* [Set exercise]: How would you say "I can't believe it either." from the forum thread about the Clue remake in Spanish?

* [Reading text]:

____________________

# Got a "Clue"? Well you'll have another chance



## Tom Robertson (Nov 15, 2005)

_Clue_, a fun movie of 1985 (with a great cast) is being remade? (Why? I liked the first one!)

http://popwatch.ew.com/popwatch/200...get-todayslatest-'Clue'?+A+movie+remake?+Why?!

Gore Verbinski [strike]Vidal[/strike] from _Pirates of the Caribbean_ fame, looks to be the current director (you know how these things can change...) 

Cheers,
Tom


----------



## spartanstew (Nov 16, 2005)

I can't believe it either. But for the exact opposite reason as you.


----------



## Steve615 (Feb 5, 2006)

Hollywood seems content with doing remakes,regardless of public opinion.
I guess as long as the studios continue to do "break even" business or better at the box office,the trend will continue.
Take the recent remake of Friday the 13th for example...it was widely reported that the film owns the box office record for best opening weekend ever for a horror film.


----------



## paulman182 (Aug 4, 2006)

Tom Robertson said:


> Gore Vidal from _Pirates of the Caribbean_ fame, looks to be the current director (you know how these things can change...)


They sure can! Let's change Vidal to Verbinski...


----------



## koji68 (Jun 21, 2004)

Steve615 said:


> Hollywood seems content with doing remakes,regardless of public opinion.
> I guess as long as the studios continue to do "break even" business or better at the box office,the trend will continue.

____________________

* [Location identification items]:
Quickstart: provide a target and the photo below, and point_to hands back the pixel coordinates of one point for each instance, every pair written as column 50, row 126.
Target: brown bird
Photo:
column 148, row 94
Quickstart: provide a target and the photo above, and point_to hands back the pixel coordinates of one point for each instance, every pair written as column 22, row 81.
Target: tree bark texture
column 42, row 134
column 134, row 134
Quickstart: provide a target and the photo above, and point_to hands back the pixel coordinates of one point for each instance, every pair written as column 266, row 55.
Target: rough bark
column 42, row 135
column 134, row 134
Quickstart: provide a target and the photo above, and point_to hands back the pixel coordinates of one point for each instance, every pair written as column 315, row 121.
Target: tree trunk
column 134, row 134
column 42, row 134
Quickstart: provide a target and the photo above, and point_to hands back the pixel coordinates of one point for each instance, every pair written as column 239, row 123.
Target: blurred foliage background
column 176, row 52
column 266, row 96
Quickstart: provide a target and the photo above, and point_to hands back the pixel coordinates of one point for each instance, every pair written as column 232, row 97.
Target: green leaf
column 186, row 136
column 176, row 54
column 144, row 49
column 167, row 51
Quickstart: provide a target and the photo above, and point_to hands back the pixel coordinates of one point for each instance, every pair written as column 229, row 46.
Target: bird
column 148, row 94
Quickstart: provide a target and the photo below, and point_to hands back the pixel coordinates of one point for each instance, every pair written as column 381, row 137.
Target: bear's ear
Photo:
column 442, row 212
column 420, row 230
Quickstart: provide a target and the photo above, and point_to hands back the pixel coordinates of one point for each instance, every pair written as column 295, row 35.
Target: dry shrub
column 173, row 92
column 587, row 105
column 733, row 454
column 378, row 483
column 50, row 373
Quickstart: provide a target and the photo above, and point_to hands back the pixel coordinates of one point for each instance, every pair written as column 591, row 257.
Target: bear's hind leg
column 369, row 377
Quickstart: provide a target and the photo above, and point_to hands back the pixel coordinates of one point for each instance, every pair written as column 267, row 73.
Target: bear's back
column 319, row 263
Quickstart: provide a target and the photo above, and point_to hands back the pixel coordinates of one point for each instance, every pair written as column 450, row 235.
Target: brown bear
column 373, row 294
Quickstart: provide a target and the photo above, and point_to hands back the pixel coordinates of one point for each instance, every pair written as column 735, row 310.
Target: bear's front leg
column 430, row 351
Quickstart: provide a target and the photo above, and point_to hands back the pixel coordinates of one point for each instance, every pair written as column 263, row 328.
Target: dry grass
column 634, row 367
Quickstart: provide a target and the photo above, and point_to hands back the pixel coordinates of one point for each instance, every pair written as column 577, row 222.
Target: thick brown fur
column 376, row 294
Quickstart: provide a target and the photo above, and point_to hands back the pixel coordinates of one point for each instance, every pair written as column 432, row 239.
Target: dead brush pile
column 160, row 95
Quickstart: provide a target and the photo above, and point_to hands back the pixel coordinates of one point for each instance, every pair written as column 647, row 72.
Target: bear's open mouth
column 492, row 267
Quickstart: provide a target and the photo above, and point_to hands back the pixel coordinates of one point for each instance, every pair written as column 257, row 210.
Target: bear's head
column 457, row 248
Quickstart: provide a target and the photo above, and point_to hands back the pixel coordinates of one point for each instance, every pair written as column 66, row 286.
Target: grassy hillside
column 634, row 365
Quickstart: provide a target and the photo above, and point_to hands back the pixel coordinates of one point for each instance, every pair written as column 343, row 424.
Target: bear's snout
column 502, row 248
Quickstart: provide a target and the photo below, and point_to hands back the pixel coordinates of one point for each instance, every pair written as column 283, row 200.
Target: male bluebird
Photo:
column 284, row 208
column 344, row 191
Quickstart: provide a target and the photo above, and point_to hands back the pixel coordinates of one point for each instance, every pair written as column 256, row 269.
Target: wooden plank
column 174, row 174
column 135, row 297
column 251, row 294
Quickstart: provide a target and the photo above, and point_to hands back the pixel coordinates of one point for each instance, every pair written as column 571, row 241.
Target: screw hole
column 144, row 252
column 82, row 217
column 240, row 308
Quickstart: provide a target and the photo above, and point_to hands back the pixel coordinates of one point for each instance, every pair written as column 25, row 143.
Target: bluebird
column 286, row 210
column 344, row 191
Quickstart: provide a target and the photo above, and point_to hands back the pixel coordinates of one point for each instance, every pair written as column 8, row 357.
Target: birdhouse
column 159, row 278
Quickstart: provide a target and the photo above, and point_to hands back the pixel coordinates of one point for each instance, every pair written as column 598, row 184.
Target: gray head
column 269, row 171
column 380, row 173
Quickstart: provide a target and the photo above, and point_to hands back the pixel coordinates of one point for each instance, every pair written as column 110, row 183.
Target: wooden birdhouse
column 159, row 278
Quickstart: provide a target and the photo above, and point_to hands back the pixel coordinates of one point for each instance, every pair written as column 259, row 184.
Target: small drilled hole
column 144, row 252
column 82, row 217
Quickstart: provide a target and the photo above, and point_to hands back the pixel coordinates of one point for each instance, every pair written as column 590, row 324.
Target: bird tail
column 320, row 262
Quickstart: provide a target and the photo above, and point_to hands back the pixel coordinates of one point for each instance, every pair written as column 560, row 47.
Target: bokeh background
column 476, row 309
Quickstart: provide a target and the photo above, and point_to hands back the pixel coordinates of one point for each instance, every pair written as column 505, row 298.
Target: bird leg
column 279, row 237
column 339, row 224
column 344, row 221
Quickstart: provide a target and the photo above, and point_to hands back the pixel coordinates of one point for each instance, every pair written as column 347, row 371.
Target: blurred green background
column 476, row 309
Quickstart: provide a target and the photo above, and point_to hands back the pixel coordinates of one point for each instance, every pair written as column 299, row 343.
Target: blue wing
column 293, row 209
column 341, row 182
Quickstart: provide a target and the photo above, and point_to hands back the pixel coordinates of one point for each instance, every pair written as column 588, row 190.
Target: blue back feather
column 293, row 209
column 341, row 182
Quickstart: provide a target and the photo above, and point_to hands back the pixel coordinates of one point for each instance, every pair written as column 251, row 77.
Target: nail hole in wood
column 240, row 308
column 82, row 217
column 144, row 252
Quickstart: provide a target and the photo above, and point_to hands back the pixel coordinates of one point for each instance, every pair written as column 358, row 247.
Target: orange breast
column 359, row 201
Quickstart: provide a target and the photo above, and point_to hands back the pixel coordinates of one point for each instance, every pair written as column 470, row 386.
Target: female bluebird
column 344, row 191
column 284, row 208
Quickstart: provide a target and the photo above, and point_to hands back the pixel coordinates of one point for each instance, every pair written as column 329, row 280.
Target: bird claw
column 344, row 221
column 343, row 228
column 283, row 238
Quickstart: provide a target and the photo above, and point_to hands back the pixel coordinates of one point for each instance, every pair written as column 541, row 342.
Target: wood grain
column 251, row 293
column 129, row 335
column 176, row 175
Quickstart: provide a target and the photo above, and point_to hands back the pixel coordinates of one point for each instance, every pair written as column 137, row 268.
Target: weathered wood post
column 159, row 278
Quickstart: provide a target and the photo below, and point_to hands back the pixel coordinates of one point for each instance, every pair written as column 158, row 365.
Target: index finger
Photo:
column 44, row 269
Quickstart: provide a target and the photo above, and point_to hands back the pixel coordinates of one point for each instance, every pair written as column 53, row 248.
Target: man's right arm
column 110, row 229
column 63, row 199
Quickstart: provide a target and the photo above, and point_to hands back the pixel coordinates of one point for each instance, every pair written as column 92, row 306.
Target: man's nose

____________________

* [Exercise result]: Yo tampoco lo puedo creer.